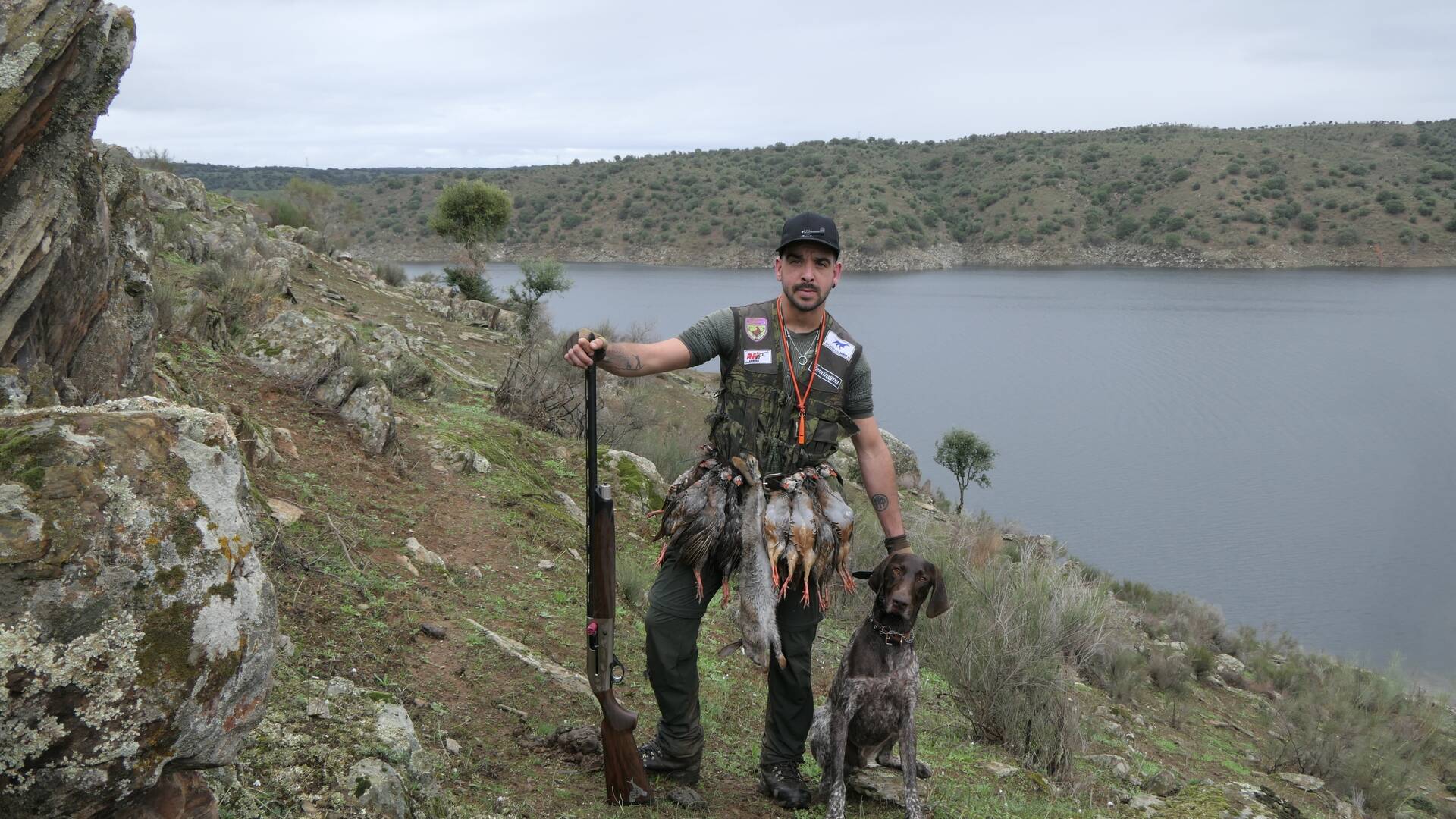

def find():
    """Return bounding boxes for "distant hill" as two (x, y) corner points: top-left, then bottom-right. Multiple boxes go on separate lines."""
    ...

(174, 120), (1456, 268)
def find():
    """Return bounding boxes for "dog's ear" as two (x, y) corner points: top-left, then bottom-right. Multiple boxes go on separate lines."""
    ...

(924, 563), (951, 620)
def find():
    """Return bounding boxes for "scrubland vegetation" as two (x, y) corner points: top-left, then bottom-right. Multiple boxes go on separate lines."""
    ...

(176, 120), (1456, 264)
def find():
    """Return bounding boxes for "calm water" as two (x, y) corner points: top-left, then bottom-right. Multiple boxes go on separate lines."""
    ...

(401, 264), (1456, 675)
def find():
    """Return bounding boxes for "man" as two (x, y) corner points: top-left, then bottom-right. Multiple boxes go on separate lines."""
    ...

(566, 213), (907, 809)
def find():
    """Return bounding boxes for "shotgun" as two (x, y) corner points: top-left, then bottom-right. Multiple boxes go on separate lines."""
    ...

(587, 334), (652, 805)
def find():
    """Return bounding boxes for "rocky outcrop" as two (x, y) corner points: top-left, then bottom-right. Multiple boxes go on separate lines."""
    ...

(220, 678), (440, 819)
(242, 310), (396, 455)
(0, 0), (164, 403)
(0, 398), (277, 816)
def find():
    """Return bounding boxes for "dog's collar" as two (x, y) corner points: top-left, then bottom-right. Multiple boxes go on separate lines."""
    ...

(864, 615), (915, 645)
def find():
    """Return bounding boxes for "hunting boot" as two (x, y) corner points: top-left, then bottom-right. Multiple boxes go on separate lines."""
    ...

(758, 762), (811, 810)
(638, 739), (703, 786)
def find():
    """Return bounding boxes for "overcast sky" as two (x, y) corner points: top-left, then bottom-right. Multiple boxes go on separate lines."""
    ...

(96, 0), (1456, 168)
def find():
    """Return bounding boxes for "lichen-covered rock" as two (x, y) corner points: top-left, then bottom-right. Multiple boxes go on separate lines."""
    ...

(339, 756), (413, 819)
(242, 310), (354, 384)
(218, 669), (434, 816)
(0, 398), (278, 816)
(141, 171), (212, 217)
(601, 449), (667, 512)
(0, 0), (155, 403)
(339, 381), (394, 455)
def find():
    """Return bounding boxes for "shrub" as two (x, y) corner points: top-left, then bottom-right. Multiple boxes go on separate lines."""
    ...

(258, 196), (315, 228)
(1087, 645), (1143, 705)
(1147, 650), (1192, 692)
(374, 262), (406, 287)
(1185, 645), (1214, 679)
(916, 536), (1121, 774)
(1258, 654), (1448, 813)
(446, 267), (497, 303)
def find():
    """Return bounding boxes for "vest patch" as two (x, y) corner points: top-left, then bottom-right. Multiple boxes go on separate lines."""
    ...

(742, 316), (769, 341)
(824, 329), (855, 362)
(814, 364), (843, 389)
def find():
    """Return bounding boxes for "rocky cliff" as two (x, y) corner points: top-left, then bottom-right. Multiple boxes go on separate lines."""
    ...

(0, 0), (155, 403)
(0, 0), (281, 819)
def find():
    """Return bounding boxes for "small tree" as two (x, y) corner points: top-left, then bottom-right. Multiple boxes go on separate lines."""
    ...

(429, 179), (511, 272)
(935, 427), (996, 514)
(507, 259), (571, 338)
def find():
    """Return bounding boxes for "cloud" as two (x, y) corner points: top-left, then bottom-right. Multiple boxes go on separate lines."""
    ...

(98, 0), (1456, 166)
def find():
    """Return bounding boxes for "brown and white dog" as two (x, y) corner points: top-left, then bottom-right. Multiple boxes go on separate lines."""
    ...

(810, 549), (951, 819)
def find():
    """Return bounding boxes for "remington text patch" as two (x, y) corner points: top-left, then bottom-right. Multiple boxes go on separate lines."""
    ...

(742, 316), (769, 341)
(824, 329), (855, 362)
(814, 364), (840, 389)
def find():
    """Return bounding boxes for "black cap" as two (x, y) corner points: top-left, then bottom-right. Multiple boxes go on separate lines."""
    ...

(776, 213), (839, 255)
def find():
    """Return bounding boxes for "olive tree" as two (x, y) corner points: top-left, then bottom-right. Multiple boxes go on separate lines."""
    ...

(935, 427), (996, 514)
(429, 179), (511, 274)
(508, 259), (571, 338)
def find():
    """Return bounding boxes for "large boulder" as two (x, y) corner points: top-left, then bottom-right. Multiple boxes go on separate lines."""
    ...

(218, 678), (434, 819)
(339, 381), (394, 455)
(601, 449), (667, 512)
(0, 0), (155, 403)
(141, 171), (212, 217)
(0, 398), (278, 817)
(242, 310), (354, 384)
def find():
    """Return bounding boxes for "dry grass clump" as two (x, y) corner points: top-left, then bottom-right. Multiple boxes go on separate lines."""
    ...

(374, 262), (408, 287)
(1260, 653), (1456, 813)
(912, 532), (1127, 774)
(380, 353), (435, 398)
(1147, 650), (1192, 692)
(187, 256), (269, 342)
(1112, 580), (1228, 651)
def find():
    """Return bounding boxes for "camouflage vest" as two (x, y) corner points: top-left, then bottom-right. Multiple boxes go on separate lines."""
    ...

(708, 302), (864, 475)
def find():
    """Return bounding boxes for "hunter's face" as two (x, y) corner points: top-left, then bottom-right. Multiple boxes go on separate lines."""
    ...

(774, 242), (845, 313)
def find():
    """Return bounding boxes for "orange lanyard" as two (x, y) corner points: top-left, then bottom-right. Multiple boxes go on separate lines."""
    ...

(774, 296), (827, 446)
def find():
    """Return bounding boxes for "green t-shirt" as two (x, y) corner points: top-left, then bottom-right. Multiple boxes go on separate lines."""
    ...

(677, 307), (875, 421)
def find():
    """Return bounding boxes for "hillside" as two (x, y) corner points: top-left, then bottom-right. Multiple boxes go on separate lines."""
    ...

(174, 120), (1456, 268)
(125, 175), (1456, 819)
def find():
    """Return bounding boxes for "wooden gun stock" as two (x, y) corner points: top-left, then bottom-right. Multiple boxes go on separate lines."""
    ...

(587, 485), (652, 805)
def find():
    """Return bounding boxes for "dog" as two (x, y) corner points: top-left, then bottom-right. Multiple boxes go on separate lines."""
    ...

(810, 549), (951, 819)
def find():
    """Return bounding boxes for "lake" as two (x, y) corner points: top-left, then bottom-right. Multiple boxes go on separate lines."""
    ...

(406, 264), (1456, 676)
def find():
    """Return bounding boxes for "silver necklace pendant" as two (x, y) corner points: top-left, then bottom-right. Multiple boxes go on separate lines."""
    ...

(789, 335), (818, 367)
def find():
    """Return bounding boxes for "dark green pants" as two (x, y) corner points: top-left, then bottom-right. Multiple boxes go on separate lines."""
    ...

(645, 544), (824, 765)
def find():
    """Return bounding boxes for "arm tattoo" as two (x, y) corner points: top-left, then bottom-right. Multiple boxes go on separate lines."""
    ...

(603, 350), (642, 373)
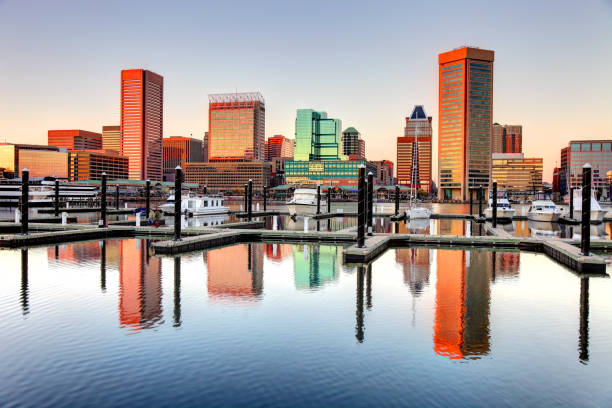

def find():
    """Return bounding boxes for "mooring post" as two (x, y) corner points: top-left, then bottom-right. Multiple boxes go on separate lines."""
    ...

(580, 163), (591, 255)
(174, 166), (183, 241)
(395, 184), (399, 217)
(54, 179), (59, 217)
(145, 180), (151, 218)
(98, 173), (106, 228)
(570, 187), (574, 219)
(491, 180), (497, 228)
(478, 186), (484, 218)
(357, 164), (366, 248)
(21, 169), (30, 235)
(247, 179), (253, 221)
(367, 171), (374, 236)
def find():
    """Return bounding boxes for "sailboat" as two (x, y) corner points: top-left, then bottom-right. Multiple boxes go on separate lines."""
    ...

(406, 111), (431, 220)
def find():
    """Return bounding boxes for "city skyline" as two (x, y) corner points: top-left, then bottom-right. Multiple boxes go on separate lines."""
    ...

(0, 1), (612, 182)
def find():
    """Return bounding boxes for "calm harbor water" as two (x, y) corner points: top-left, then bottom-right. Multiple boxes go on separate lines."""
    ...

(0, 239), (612, 407)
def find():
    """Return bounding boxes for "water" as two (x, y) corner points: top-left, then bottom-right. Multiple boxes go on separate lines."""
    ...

(0, 239), (612, 407)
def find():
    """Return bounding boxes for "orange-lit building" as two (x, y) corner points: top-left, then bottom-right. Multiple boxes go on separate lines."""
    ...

(397, 105), (432, 194)
(491, 123), (523, 153)
(208, 92), (266, 161)
(204, 244), (263, 300)
(47, 129), (102, 150)
(433, 249), (491, 359)
(69, 150), (128, 181)
(162, 136), (202, 181)
(0, 143), (69, 179)
(102, 126), (121, 153)
(121, 69), (164, 181)
(438, 47), (494, 201)
(119, 239), (162, 330)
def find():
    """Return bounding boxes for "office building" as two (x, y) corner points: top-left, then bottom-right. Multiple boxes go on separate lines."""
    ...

(69, 150), (128, 181)
(121, 69), (164, 181)
(0, 143), (69, 179)
(208, 92), (266, 161)
(185, 161), (272, 193)
(162, 136), (203, 181)
(102, 126), (121, 153)
(47, 129), (102, 150)
(293, 109), (347, 162)
(397, 105), (432, 194)
(266, 135), (294, 162)
(342, 127), (365, 160)
(438, 47), (494, 200)
(559, 140), (612, 197)
(491, 153), (543, 198)
(491, 123), (523, 153)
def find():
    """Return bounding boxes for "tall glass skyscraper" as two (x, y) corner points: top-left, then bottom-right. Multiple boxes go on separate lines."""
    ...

(438, 47), (494, 200)
(294, 109), (346, 161)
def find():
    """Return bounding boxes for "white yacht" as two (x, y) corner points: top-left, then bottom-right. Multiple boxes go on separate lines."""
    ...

(287, 188), (327, 215)
(574, 188), (607, 223)
(159, 194), (229, 217)
(485, 191), (516, 222)
(527, 197), (561, 222)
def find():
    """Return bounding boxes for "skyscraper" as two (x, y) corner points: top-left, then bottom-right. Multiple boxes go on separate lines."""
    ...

(121, 69), (164, 180)
(102, 126), (121, 153)
(208, 92), (266, 161)
(438, 47), (494, 200)
(293, 109), (346, 161)
(491, 123), (523, 153)
(397, 105), (432, 193)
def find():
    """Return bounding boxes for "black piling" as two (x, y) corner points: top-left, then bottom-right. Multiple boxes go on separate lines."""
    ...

(357, 165), (366, 248)
(395, 184), (399, 217)
(53, 180), (59, 217)
(145, 180), (151, 218)
(367, 171), (374, 236)
(98, 173), (106, 228)
(247, 179), (253, 221)
(580, 163), (591, 255)
(174, 166), (183, 241)
(20, 169), (30, 235)
(491, 180), (497, 228)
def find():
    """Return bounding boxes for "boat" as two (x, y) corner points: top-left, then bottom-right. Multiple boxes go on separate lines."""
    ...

(574, 188), (608, 224)
(287, 187), (326, 215)
(527, 194), (561, 222)
(159, 194), (229, 217)
(485, 190), (516, 223)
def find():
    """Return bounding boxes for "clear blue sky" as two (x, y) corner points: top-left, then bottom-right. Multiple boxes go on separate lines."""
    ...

(0, 0), (612, 180)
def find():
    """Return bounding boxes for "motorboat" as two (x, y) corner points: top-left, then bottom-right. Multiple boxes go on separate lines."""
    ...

(287, 188), (326, 215)
(527, 199), (561, 222)
(159, 194), (229, 217)
(485, 191), (516, 222)
(574, 188), (608, 224)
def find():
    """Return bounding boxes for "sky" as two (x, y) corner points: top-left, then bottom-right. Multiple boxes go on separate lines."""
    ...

(0, 0), (612, 181)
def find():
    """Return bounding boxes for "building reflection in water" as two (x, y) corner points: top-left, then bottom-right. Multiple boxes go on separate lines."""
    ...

(119, 239), (162, 329)
(293, 245), (339, 289)
(204, 244), (264, 300)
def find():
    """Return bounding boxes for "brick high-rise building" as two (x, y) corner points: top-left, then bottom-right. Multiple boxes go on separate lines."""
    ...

(121, 69), (164, 180)
(438, 47), (494, 200)
(162, 136), (202, 181)
(397, 105), (432, 194)
(208, 92), (266, 161)
(47, 129), (102, 150)
(491, 123), (523, 153)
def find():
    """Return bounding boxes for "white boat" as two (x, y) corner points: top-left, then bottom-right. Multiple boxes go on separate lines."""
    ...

(574, 188), (607, 224)
(527, 199), (561, 222)
(485, 196), (516, 222)
(287, 188), (327, 215)
(159, 194), (229, 217)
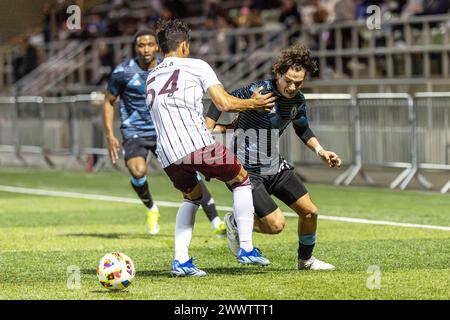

**Requirement:**
Rewrite the items starting at the beginning and ending at the line that contains "(0, 398), (277, 816)", both included and with their requests kept, and shift every bounding box coordinate in the answers up by 128. Leave the pictures out.

**Solution below:**
def find():
    """Return bounding boxes for "distant hill" as two (x, y) corner points: top-left, then bottom-right. Multiple boxes go on separate lines."""
    ...

(302, 248), (1584, 396)
def find():
    """Return bounding boxes for "dog's ear" as two (x, y) corner points: top-left, then bottom-right. Multiple boxes go on separate lines."""
    ...

(1052, 691), (1079, 748)
def find():
    """Return bounding boxes for "scrubland vegetation" as two (x, y) corner points: top-left, then bottom-right. Multiple boxes go on separate lines."""
    ...

(304, 248), (1584, 392)
def find():
    """Return bounding boxes for "calm water" as two (x, y) corner points: top-left, then bottom-right. Multiple boxes go on separate lines."""
    ...

(529, 392), (1584, 803)
def find():
    """Return bounding boxes for "man" as two (x, y) corner points: top-left, then bottom-right. Multiple boxes go on separate lines."""
    ...

(694, 341), (1035, 937)
def find():
    """Return bounding boxes for "shotgun" as two (x, y) corner points: top-left, then bottom-right. Multiple boxes go on separate lines."""
    ...

(715, 462), (780, 933)
def find():
    """Return bounding boxes for "rocky outcrop" as two (x, y) corner points: top-left, then bottom-right. Multiple boxes go on separate lines."""
    ...

(348, 806), (568, 947)
(370, 438), (524, 583)
(128, 128), (292, 531)
(128, 526), (405, 944)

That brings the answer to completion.